Aim of the exercise
Pick out the lines below with "lawn" and list them.

(Material provided begins)

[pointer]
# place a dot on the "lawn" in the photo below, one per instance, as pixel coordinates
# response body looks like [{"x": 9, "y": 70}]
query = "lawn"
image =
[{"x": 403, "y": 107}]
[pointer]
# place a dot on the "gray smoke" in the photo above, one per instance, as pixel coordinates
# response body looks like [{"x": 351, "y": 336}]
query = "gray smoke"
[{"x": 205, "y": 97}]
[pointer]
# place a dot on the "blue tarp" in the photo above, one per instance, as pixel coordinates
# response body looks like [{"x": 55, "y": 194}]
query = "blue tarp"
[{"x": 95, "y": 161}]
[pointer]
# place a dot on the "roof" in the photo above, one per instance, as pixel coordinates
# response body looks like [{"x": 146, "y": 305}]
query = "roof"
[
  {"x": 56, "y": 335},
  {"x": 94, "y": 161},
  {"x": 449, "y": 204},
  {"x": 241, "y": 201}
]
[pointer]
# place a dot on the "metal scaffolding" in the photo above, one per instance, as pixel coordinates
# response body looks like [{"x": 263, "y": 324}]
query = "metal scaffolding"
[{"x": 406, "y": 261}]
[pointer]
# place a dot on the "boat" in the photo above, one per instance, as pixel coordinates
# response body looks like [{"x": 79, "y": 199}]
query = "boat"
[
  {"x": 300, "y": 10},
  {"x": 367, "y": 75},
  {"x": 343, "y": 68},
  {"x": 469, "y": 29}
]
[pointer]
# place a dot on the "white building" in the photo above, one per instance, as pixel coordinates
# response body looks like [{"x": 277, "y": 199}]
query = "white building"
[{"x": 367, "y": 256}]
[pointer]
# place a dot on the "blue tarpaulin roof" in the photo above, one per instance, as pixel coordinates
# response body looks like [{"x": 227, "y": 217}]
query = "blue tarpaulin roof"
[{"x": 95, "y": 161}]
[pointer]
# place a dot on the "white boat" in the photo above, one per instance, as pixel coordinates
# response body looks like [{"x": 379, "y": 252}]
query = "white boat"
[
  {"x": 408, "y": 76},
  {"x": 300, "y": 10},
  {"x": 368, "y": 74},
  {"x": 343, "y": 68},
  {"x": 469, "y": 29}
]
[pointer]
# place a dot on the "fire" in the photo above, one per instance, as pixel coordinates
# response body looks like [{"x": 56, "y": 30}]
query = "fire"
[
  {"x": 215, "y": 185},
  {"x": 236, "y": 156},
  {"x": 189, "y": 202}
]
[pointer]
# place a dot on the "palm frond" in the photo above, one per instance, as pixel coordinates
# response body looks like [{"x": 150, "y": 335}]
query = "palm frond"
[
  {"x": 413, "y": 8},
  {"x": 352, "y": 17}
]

(Material provided ends)

Result of the task
# place a dot on the "lawn" in the photo below, one per instance, as pixel coordinates
query = "lawn"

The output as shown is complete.